*TASK DIRECTIONS*: What's wanted here is the full listing below, repeated exactly, with no images in it.

*SOURCE MATERIAL*:
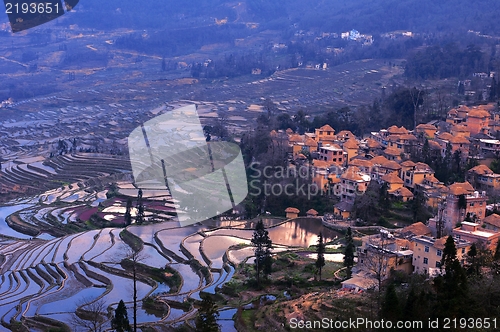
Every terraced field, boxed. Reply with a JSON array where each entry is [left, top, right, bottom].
[[0, 152, 341, 331], [0, 215, 250, 331]]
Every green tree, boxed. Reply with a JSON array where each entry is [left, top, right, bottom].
[[111, 300, 131, 332], [381, 283, 401, 321], [195, 295, 220, 332], [315, 232, 326, 280], [434, 236, 468, 318], [343, 227, 355, 278], [251, 219, 273, 286], [491, 157, 500, 174], [379, 182, 391, 212]]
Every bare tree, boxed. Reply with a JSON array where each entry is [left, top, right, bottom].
[[409, 87, 424, 130], [358, 233, 394, 312], [123, 246, 149, 332], [71, 297, 107, 332]]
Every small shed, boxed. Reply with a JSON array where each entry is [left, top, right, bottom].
[[306, 209, 319, 217], [285, 207, 300, 219]]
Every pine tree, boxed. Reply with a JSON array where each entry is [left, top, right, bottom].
[[251, 219, 273, 286], [315, 232, 326, 281], [124, 198, 132, 226], [111, 300, 131, 332], [403, 288, 417, 320], [195, 295, 220, 332], [466, 243, 479, 276], [343, 227, 355, 278], [422, 138, 430, 164], [135, 189, 144, 224], [435, 236, 468, 318]]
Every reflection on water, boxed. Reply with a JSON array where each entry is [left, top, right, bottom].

*EXPECTED OUTPUT*:
Every terraced field, boxed. Reply with a JSON array where each entry is [left, top, right, bottom].
[[0, 152, 341, 331], [0, 215, 250, 331]]
Every green tree, boxed. Reply with a JSON array where each entry is [left, top, right, bottom].
[[111, 300, 131, 332], [381, 283, 401, 321], [195, 295, 220, 332], [315, 232, 326, 280], [434, 236, 468, 318], [343, 227, 355, 278], [251, 219, 273, 286], [491, 157, 500, 174], [379, 182, 391, 212]]
Every bare tree, boxed. Reply with a JSON array where each entry is [left, top, right, bottom].
[[409, 87, 424, 130], [358, 233, 394, 312], [123, 246, 149, 332], [71, 297, 107, 332]]
Every small shed, boxed. Reply with a JSON array where each entry is [left, top, right, bottom].
[[306, 209, 319, 217], [285, 207, 300, 219]]
Every pine tree, boxed. Reply with a JSON array where each entry is [left, top, right, bottom].
[[251, 219, 273, 286], [315, 232, 326, 281], [124, 198, 132, 226], [111, 300, 131, 332], [403, 288, 417, 320], [195, 295, 220, 332], [466, 243, 479, 276], [343, 227, 355, 278], [422, 138, 430, 164], [135, 189, 144, 224], [435, 236, 468, 318]]
Every reflection on water, boxed. Reply with a JSON array where each entry is [left, top, right, bottom].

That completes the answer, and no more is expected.